▶ [Фрагмент текста]

━━━━━━━━━━━━━━━━

За лето 1831 года он так быстро и внезапно повзрослел, что, видимо, без особого труда освободился от полудетского самолюбивого желания: всегда и всюду быть в первых учениках, дабы порадовать близких отличными успехами и отменным прилежанием. К тому же и в его личной жизни, в которой так долго не случалось ничего действительно значительного, произошли два события.

1 октября 1831 года в своем сельце Кропотово скончался Ю.П.Лермонтов. Умер, не успев проститься с сыном. Михаил Юрьевич едва успел на похороны.

Ужасная судьба отца и сына

Жить розно и в разлуке умереть.

При жизни отца вопрос о вине вставал лишь по отношению к отцу. Не стало его, и сын понял, что не только отец виновен перед ним, но и он – перед отцом. Пришел его черед молить о прощении и даже оправдываться:

…Я ль виновен в том,

Что люди угасить в душе моей хотели

Огонь божественный, от самой колыбели

Горевший в ней…

Разлуку с тем, кто «дал ему жизнь», Лермонтов всегда переносил болезненно, хотя старался не показывать этого. Ведь еще с отроческих лет его девизом стало: «Страдать без всяких признаков страданья». Но, видимо, лишь после 1 октября 1831 года он смог посмотреть на семейную драму не со своей, а с отцовской стороны. С этой точки зрения отказ от сына ради блага сына выглядел не расчетом разума, а подвигом самопожертвования. Высшим проявлением человеческого духа.

━━━━━━━━━━━━━━━━

▶ [Задание]
Продолжите фрагмент о Лермонтове и смерти его отца, начав сразу после последнего предложения.

━━━━━━━━━━━━━━━━

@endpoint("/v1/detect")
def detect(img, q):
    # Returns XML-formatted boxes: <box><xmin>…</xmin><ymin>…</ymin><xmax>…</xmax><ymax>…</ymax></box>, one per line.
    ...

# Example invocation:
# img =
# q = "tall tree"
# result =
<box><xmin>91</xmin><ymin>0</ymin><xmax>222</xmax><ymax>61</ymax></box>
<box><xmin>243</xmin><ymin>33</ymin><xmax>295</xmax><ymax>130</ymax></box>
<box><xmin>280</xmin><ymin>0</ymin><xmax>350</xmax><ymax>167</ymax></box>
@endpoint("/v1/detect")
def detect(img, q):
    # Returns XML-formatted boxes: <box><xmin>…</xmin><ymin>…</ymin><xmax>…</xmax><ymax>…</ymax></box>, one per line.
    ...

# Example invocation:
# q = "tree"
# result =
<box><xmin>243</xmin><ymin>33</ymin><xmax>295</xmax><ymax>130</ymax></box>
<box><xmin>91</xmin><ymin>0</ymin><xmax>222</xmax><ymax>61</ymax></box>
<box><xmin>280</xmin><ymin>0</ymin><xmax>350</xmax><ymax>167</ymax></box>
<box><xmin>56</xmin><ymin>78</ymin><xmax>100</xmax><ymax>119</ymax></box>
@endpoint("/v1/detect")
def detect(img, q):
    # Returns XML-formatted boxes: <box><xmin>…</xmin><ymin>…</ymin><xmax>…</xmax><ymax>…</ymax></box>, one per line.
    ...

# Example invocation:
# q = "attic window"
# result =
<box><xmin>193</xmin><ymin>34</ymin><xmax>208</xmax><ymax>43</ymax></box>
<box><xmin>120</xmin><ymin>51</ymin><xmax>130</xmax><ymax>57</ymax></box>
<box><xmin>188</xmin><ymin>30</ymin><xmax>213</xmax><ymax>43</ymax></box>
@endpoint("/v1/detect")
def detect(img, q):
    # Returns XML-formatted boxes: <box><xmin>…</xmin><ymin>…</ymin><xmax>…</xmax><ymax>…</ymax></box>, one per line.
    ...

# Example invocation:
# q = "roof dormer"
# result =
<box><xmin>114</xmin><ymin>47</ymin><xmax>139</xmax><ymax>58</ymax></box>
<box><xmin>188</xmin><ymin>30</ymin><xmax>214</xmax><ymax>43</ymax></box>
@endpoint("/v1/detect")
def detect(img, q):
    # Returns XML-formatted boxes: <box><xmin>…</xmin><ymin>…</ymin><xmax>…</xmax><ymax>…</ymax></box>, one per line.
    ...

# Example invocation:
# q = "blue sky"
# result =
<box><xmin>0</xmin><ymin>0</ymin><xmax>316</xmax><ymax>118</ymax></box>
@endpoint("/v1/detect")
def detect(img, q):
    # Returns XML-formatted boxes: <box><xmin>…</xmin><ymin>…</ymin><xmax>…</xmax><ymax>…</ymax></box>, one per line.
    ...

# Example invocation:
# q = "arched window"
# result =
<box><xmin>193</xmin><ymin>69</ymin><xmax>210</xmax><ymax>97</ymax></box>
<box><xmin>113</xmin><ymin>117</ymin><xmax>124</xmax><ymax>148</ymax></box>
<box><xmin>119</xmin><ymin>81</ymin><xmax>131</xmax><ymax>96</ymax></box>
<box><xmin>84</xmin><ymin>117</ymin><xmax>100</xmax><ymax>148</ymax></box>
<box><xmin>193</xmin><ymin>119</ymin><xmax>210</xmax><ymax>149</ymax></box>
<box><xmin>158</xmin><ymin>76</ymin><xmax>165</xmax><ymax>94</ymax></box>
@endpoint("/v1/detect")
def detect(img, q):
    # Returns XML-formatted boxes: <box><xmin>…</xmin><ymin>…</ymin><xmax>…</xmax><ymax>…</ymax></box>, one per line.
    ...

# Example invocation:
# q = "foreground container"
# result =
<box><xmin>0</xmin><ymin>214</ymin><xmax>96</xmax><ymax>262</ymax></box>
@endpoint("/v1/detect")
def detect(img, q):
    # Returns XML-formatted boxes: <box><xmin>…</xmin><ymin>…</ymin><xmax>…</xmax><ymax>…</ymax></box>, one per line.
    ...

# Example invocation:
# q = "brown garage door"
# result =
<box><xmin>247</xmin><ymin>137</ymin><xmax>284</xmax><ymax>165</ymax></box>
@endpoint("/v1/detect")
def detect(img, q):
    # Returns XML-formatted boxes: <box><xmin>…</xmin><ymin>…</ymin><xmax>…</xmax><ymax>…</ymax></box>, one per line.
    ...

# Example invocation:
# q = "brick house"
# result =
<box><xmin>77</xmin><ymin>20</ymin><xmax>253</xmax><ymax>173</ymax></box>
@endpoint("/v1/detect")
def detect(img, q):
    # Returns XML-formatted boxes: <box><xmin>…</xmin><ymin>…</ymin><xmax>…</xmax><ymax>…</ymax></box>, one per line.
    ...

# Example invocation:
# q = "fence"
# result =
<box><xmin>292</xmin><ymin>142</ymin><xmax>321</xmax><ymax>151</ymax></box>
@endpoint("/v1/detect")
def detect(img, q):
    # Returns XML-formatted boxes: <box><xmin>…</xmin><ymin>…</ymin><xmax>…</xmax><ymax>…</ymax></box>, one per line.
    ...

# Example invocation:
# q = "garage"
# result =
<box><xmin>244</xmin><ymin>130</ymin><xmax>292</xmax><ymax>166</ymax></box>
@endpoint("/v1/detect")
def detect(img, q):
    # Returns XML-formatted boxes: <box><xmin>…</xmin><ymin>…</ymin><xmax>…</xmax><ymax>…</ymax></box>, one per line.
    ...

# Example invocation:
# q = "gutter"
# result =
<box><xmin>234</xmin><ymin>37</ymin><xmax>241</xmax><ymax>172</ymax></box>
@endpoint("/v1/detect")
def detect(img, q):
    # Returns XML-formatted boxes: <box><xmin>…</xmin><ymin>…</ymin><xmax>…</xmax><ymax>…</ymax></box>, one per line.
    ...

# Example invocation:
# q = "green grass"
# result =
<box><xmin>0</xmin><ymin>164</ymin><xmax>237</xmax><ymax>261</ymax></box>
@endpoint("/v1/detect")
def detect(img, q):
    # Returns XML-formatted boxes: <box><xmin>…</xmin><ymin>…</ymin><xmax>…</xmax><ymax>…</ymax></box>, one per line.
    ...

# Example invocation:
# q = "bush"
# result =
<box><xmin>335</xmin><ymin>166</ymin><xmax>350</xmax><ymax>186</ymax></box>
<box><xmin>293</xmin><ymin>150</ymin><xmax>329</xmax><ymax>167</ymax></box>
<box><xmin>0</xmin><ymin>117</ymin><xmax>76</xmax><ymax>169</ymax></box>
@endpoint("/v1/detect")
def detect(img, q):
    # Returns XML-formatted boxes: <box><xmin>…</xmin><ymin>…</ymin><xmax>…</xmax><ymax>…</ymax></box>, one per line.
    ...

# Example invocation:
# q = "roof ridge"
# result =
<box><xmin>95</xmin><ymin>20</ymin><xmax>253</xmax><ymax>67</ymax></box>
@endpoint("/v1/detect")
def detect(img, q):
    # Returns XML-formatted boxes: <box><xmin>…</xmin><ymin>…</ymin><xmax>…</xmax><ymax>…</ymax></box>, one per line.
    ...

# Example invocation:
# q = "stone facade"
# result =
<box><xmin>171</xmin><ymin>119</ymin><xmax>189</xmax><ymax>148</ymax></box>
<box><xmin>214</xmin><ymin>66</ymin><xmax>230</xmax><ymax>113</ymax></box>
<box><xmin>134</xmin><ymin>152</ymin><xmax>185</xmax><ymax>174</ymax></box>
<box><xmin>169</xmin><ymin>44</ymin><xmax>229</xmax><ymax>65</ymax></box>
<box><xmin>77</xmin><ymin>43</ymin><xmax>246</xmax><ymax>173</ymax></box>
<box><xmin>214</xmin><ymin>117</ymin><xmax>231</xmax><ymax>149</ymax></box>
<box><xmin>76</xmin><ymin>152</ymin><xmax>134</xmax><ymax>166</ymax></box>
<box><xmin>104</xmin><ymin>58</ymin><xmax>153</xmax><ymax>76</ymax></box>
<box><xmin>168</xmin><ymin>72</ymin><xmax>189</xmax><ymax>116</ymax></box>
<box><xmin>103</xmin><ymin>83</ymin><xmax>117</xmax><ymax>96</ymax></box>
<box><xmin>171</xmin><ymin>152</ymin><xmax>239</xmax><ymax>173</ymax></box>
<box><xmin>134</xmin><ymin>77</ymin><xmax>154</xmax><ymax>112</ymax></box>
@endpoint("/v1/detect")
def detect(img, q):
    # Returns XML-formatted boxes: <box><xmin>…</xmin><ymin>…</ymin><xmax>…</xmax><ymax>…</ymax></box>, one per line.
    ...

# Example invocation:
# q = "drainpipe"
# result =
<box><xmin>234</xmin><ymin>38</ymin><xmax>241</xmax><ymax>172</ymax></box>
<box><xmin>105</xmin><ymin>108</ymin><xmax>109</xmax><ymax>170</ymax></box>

━━━━━━━━━━━━━━━━

▶ [Ответ]
Но ты свершил свой подвиг, мой отец…

Вторым событием переломного 1831 года была любовь. Влюблялся Лермонтов и раньше. В Катеньку Сушкову. В Натали Иванову. Но то, что произошло с ним в год первого взрослого горя, не походило на прежние увлечения. Аким Шан-Гирей вспоминает:

«Будучи студентом, он был страстно влюблен… в молоденькую, милую, умную, как день, и в полном смысле восхитительную В.А.Лопухину; это была натура пылкая, восторженная, поэтическая и в высшей степени симпатичная. Как теперь, помню ее ласковый взгляд и светлую улыбку; ей было лет 15–16; мы же были дети (Аким Шан-Гирей четырьмя годами моложе Лермонтова. – А.М.) и сильно дразнили ее; у ней на лбу чернелось маленькое родимое пятнышко, и мы всегда приставали к ней, повторяя: “У Вареньки родинка, Варенька уродинка”, но она, добрейшее создание, никогда не сердилась…»

Лермонтов несколько раз рисовал свою «мадонну», и все-таки из всех ее портретов самыми выразительными оказались словесные. Первый – в драме «Два брата»:

«…Ее характер мне нравился: в нем я видел какую-то пылкость, твердость и благородство, редко заметные в наших женщинах… что-то первобытное, допотопное, что-то увлекающее… я был увлечен этой девушкой, я был околдован ею; вокруг нее был какой-то волшебный очерк; вступив за его границу, я уже не принадлежал себе».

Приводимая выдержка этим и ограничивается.